▸ PROBLEM REQUIREMENTS
Reproduce these lines word for word, leaving out the pictures.

▸ Stored dataset items
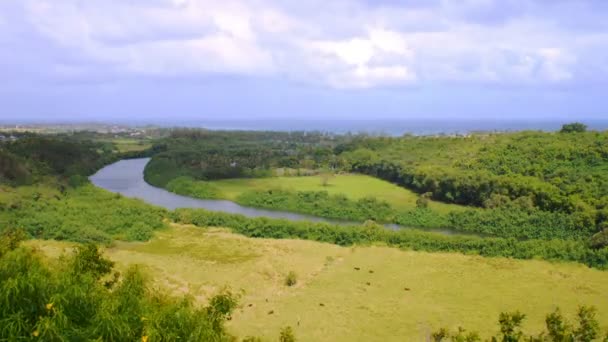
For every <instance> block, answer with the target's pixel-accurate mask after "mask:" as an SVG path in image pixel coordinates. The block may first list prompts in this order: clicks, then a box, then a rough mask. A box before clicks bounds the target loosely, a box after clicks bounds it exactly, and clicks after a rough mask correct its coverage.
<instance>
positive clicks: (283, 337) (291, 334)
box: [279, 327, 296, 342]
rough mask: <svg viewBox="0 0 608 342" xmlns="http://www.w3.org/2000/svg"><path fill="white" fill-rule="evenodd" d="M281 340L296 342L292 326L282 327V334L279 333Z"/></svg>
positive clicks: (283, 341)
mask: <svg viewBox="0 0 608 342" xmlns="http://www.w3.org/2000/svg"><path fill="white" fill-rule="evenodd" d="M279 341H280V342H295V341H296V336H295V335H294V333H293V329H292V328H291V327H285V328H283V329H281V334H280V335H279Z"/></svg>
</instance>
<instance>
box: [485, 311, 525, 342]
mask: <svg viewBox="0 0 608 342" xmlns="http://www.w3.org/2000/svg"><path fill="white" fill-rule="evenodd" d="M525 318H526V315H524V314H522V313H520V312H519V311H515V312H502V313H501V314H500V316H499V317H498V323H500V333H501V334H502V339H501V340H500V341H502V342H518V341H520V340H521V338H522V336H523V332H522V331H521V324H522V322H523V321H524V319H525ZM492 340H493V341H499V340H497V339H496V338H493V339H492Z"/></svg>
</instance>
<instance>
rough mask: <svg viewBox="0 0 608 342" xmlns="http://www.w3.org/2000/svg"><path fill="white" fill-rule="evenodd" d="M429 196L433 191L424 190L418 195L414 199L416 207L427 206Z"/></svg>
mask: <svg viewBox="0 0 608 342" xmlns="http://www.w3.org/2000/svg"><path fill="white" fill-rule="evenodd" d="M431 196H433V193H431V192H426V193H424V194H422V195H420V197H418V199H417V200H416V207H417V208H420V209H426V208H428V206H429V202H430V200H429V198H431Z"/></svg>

▸ ANSWER SPACE
For every <instance> block, answer with the target's pixel-accurate mask after "mask:" as an SVG path in image pixel coordinates. The block may first list prompts in this order: clicks, then a box, then a rough mask. A box before clicks bounds the target loosely, a box after clicks bounds it exactly, and clicks after a rough mask correct its coverage.
<instance>
positive clicks: (283, 337) (291, 334)
box: [279, 327, 296, 342]
rough mask: <svg viewBox="0 0 608 342" xmlns="http://www.w3.org/2000/svg"><path fill="white" fill-rule="evenodd" d="M281 340L296 342L292 326L282 327V334L279 333Z"/></svg>
positive clicks: (283, 341)
mask: <svg viewBox="0 0 608 342" xmlns="http://www.w3.org/2000/svg"><path fill="white" fill-rule="evenodd" d="M279 341H280V342H295V341H296V336H295V335H294V333H293V329H292V328H291V327H285V328H283V329H281V334H280V335H279Z"/></svg>
</instance>
<instance>
box: [485, 311, 525, 342]
mask: <svg viewBox="0 0 608 342" xmlns="http://www.w3.org/2000/svg"><path fill="white" fill-rule="evenodd" d="M525 318H526V315H524V314H522V313H520V312H519V311H515V312H502V313H501V314H500V316H499V317H498V323H500V333H501V334H502V339H501V340H500V341H502V342H518V341H520V340H521V338H522V336H523V332H522V331H521V324H522V322H523V321H524V319H525ZM492 340H493V341H499V340H497V339H496V338H493V339H492Z"/></svg>
</instance>
<instance>
rough mask: <svg viewBox="0 0 608 342" xmlns="http://www.w3.org/2000/svg"><path fill="white" fill-rule="evenodd" d="M429 196L433 191L424 190L418 195L414 199L416 207L427 206Z"/></svg>
mask: <svg viewBox="0 0 608 342" xmlns="http://www.w3.org/2000/svg"><path fill="white" fill-rule="evenodd" d="M431 196H433V193H431V192H426V193H424V194H422V195H420V197H418V199H417V200H416V207H417V208H420V209H426V208H428V206H429V202H430V200H429V198H431Z"/></svg>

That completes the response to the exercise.